| GOAL |
Copy all of the records below line for line, but leave the pictures out of your copy.

| RECORD LIST |
═══

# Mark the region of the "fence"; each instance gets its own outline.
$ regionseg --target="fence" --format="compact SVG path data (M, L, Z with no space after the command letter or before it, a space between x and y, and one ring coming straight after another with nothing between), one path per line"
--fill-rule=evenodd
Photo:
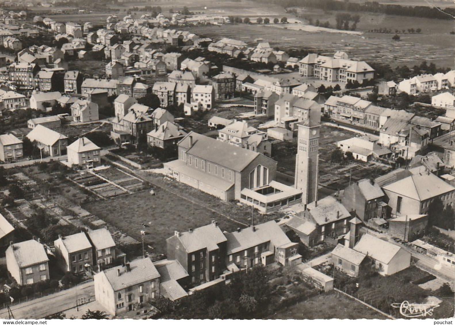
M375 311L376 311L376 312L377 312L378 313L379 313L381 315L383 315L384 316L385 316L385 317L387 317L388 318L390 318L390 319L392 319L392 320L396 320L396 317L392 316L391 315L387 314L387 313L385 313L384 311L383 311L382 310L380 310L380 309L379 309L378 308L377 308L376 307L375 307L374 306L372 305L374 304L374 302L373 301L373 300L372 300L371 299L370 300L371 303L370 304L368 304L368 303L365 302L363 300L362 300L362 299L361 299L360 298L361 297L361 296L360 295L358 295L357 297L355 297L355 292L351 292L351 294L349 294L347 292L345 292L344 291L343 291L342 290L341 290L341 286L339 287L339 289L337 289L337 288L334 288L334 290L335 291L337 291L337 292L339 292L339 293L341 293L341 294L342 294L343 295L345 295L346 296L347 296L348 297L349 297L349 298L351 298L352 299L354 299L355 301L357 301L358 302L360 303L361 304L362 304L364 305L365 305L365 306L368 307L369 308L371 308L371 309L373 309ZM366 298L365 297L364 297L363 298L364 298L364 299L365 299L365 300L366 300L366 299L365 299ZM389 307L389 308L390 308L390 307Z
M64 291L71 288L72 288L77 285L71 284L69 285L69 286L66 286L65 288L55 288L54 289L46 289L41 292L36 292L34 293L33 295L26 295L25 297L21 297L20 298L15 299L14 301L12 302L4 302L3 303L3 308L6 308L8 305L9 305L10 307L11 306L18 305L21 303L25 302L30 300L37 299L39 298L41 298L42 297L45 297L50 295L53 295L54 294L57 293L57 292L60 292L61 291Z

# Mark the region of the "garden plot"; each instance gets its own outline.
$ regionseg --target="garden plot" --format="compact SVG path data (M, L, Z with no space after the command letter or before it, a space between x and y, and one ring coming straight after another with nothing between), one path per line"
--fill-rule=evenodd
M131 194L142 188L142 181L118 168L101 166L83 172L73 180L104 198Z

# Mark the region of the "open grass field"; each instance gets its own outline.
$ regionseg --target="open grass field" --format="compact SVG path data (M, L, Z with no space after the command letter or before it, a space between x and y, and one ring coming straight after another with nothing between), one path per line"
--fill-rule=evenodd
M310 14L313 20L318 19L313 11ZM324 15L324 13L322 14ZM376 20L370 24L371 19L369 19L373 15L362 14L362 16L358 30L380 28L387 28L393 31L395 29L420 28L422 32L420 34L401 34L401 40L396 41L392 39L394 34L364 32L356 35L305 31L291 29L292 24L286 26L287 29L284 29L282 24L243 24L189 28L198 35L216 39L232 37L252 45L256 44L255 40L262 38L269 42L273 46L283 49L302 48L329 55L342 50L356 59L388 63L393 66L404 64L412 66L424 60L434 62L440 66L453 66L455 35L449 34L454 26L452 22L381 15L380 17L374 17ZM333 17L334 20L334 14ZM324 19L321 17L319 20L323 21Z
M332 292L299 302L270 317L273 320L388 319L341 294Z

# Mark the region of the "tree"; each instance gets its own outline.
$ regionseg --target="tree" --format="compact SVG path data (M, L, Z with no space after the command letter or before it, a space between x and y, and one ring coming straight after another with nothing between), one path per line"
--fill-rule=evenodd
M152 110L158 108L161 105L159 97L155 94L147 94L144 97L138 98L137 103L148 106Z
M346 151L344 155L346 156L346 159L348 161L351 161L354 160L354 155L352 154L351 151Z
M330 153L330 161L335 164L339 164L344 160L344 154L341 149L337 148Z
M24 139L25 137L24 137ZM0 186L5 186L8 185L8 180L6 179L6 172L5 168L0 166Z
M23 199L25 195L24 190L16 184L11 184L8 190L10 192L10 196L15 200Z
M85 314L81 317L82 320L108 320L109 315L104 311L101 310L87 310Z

═══

| COMPLETE ANSWER |
# Mark the region of the "fence"; each instance gets its own outline.
$ regionseg --target="fence" --format="compact SVG path data (M, L, Z with no space after the command letter or before it, a space between x and y, and one ring coming straight after another with nothing between), one path per line"
--fill-rule=evenodd
Photo:
M375 311L376 311L376 312L377 312L378 313L379 313L381 315L383 315L384 316L385 316L385 317L387 317L388 318L390 318L390 319L392 319L392 320L396 320L396 317L392 316L391 315L387 314L387 313L385 313L384 311L383 311L382 310L380 310L380 309L379 309L378 308L377 308L376 307L375 307L374 306L372 305L374 304L374 302L373 301L373 300L372 300L371 299L370 300L371 303L370 304L368 304L368 303L365 302L363 300L362 300L362 299L361 299L360 298L361 297L361 296L360 295L358 295L357 297L355 297L355 292L351 292L351 294L349 294L347 292L345 292L344 291L343 291L342 290L341 290L341 286L339 287L339 289L337 289L337 288L334 288L334 290L335 291L337 291L337 292L339 292L339 293L341 293L341 294L342 294L343 295L345 295L346 296L347 296L348 297L349 297L349 298L351 298L352 299L354 299L355 301L357 301L358 302L360 303L361 304L362 304L364 305L365 305L365 306L368 307L369 308L371 308L371 309L373 309ZM366 298L365 297L364 297L363 298L364 298L364 299L365 299L365 300L366 300L366 299L365 299ZM389 307L389 308L390 308L390 307Z
M64 291L71 288L72 288L77 285L71 284L69 285L69 286L66 286L65 288L55 288L54 289L46 289L41 292L36 292L34 293L33 295L26 295L25 297L21 297L20 298L15 299L14 301L12 302L4 302L3 303L3 308L6 308L8 305L9 305L10 307L11 306L18 305L21 303L25 302L30 300L37 299L39 298L41 298L42 297L45 297L50 295L53 295L54 294L57 293L57 292L60 292L61 291Z

# Mark the region of the "garden plot"; each instance gets its own outline.
$ regionseg --target="garden plot" --format="compact SVG path data (M, L, Z with no space after the command letter or before it, a space between x and y, and one ring coming straight after another with nothing between), one path per line"
--fill-rule=evenodd
M131 194L142 188L142 181L118 168L101 166L83 172L73 180L104 198Z

# Mark the region of the "open grass field"; each instance gets its own outline.
$ regionseg --target="open grass field" --format="compact SVG path data (M, L, Z with no space after the command letter or before it, a space between x and y, and one ring coming straight after another with nothing between), one path per line"
--fill-rule=evenodd
M310 14L313 20L318 19L313 11ZM324 15L324 13L322 14ZM376 20L370 24L371 19L369 19L373 15L362 14L362 16L358 30L380 28L387 28L393 31L395 29L420 28L422 32L420 34L401 34L401 40L396 41L392 39L394 34L364 32L356 35L305 31L291 29L292 24L286 26L287 29L284 29L282 24L243 24L189 28L198 35L216 39L232 37L252 45L256 44L255 40L262 38L269 42L273 46L283 49L302 48L329 55L342 50L356 59L388 63L393 66L404 64L412 66L424 60L434 62L440 66L453 66L455 35L449 34L454 26L452 22L381 15L380 17L374 17ZM333 17L334 20L334 14ZM324 19L321 17L319 20L323 21Z
M332 292L299 302L270 317L273 320L388 319L341 294Z

# Mark the region of the "tree"; each instance gets its own outline.
$ regionseg --target="tree" --format="compact SVG path data (M, L, Z with no space after the command letter or before it, a space between x and y, and one ring coming straight after another with nothing between), one path per line"
--fill-rule=evenodd
M152 110L158 108L161 105L159 97L155 94L147 94L144 97L138 98L137 103L148 106Z
M346 151L344 155L346 156L346 159L348 161L351 161L354 160L354 155L352 154L351 151Z
M330 153L330 161L335 164L339 164L344 160L344 154L341 149L337 148Z
M24 139L25 137L24 137ZM0 186L5 186L8 185L8 180L6 179L6 172L5 168L0 166Z
M23 199L25 195L24 190L16 184L11 184L8 190L10 192L10 196L15 200Z
M85 314L81 317L82 320L108 320L109 315L104 311L101 310L87 310Z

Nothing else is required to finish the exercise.